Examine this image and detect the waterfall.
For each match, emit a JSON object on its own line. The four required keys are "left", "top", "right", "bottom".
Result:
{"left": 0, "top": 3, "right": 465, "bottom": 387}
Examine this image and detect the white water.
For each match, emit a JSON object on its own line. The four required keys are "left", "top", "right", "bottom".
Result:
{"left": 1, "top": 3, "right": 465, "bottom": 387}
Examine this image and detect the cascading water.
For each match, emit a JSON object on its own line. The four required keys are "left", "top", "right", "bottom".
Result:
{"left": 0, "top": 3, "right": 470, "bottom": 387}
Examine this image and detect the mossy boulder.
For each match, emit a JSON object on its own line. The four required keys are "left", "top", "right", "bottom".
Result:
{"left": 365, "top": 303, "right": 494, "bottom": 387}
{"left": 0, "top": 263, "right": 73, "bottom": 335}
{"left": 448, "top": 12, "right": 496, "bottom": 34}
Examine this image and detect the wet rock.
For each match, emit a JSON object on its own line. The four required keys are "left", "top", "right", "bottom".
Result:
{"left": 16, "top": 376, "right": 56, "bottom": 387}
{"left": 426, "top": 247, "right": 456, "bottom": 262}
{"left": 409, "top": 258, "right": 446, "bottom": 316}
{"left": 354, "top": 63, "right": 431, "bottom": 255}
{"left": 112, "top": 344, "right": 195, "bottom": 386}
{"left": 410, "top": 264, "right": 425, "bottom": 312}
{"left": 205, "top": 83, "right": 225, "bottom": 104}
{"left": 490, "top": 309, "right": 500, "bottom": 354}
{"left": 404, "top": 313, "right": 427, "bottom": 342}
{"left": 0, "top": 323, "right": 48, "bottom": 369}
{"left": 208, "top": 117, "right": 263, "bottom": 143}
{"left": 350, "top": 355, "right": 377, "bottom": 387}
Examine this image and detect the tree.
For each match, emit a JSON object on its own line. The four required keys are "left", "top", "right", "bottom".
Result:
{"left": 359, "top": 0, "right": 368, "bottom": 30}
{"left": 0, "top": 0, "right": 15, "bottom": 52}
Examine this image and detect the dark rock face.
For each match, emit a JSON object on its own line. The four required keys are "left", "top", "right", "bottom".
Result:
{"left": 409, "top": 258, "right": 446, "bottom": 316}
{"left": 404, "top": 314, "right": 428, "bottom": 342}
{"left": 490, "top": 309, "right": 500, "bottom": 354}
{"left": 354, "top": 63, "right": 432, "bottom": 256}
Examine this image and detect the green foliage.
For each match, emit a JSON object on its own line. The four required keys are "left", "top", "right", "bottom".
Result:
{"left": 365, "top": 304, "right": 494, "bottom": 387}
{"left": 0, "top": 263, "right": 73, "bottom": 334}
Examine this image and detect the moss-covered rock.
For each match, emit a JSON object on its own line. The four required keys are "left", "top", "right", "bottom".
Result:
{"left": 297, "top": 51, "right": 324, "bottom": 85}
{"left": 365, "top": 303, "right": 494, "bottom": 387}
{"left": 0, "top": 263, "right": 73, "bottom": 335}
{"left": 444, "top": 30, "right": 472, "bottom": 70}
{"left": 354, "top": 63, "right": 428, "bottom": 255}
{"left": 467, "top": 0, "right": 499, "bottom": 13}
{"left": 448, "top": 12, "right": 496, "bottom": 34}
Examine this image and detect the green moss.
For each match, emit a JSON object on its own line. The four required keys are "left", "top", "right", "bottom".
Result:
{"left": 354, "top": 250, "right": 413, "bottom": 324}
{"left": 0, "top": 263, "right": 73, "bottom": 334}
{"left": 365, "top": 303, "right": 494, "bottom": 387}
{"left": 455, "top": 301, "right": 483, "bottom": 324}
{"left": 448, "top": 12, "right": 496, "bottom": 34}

+ + + + +

Where the string "rock" occurs in the data, return the whole line.

Result below =>
Examine this image and detect the wet rock.
Examine this image and detect the dark rock face.
Examine this image and detect the moss-covered rock.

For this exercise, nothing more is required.